PASSAGE SHOWN –
==============================

The WCC shouldn’t be using this format because there’s no good reason for them to favor their top two teams. They’re pretty much never a one-bid league, and even in the rare case they are, Gonzaga is always good enough to earn an at-large bid, making their cakewalks to the WCC Tournament title pretty much meaningless, bragging rights aside. The double ladder format should be used by conferences whose best teams absolutely need the autobid. Take the WAC, for instance.
Grand Canyon looked like an at-large contender for a while, but consecutive losses at Tarleton and Abilene Christian in late February doomed them to the wrong side of the bubble, with no quality opponents remaining on their schedule against whom they could recover their status. The Lopes 100% needed the autobid, and…they got it. The double ladder afforded them the luxury of only needing to win two games, and they won two games.
I go into this in the video essay, but the double ladder is the best possible option for leagues like the WAC because it allows most or all league members to participate in the conference tournament, which is fun, while still heavily favoring the teams most likely to make the most noise (and money) in the NCAA Tournament, which makes for a more compelling postseason.
As a companion piece, I created the original Best Available Bracket, detailing how last year’s NCAA Tournament bracket would change if every one-bid league was represented by its worthiest member.
Today, I’m back to rearrange some more bids for 2024…but not just for one-bid leagues. This year, several mediocre teams from multi-bid leagues won their way onto the bracket, taking the places of teams that were obviously better than them. In addition to reassigning mid-major and low major autobids, I’m booting the bid-stealers and replacing them with the teams they locked out.
The goal is to find the best possible field of 68. Let’s get started.
Clarifications
Before I dig into this, I want to clarify three things:
My intent is not to rain on anyone’s parade. If your favorite mid-major made the NCAA Tournament and I say in this piece that they “shouldn’t have”, please understand that I don’t mean that as a personal slight against the team. I just think they had a less impressive regular season than the team I picked over them.
I love conference tournaments. An easy takeaway from reading this piece might be that I despise them and think we should just give the autobid to the regular season champion, but I don’t agree with that at all. For one, it’d be much less fun, but more pertinently, the regular season champ isn’t always the worthiest representative. Out of 22 one-bid leagues this year, I think the conference tournament 1-seed should not have gotten the autobid in ten of them.

==============================

EXERCISE REQUIREMENTS – Echo the stretch from "Today, I’m back" through "picked over them." in the passage on conference tournaments, word for word.

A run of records
==============================

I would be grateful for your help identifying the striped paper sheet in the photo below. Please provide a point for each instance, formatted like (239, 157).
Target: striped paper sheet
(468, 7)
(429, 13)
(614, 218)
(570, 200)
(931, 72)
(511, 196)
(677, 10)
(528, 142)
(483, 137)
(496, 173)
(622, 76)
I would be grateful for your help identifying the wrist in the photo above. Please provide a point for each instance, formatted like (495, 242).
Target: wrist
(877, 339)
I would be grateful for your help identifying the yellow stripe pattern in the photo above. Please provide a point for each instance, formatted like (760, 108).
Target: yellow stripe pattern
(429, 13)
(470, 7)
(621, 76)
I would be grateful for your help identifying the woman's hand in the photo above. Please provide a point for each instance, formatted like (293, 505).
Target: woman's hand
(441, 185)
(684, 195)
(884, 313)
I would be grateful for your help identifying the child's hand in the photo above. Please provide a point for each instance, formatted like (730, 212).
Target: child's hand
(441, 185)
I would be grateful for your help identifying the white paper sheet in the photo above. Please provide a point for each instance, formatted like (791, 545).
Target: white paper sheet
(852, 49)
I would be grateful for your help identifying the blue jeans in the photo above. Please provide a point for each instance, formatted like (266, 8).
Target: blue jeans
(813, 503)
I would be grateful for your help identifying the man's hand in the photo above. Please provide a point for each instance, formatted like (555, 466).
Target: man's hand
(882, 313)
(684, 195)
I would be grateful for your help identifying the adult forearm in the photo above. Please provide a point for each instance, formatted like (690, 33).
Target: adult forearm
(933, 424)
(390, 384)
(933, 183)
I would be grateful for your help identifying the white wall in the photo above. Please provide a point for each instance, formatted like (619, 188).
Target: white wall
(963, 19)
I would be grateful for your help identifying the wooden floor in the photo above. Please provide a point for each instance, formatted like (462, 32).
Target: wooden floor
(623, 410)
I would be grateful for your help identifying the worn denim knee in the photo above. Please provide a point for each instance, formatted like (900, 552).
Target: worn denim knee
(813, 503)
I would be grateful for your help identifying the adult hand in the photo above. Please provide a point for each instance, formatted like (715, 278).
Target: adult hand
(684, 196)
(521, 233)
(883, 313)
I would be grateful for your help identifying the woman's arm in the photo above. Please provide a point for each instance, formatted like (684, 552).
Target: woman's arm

==============================

OUTPUT FOR THIS EXERCISE –
Today, I’m back to rearrange some more bids for 2024…but not just for one-bid leagues. This year, several mediocre teams from multi-bid leagues won their way onto the bracket, taking the places of teams that were obviously better than them. In addition to reassigning mid-major and low major autobids, I’m booting the bid-stealers and replacing them with the teams they locked out.
The goal is to find the best possible field of 68. Let’s get started.
Clarifications
Before I dig into this, I want to clarify three things:
My intent is not to rain on anyone’s parade. If your favorite mid-major made the NCAA Tournament and I say in this piece that they “shouldn’t have”, please understand that I don’t mean that as a personal slight against the team. I just think they had a less impressive regular season than the team I picked over them.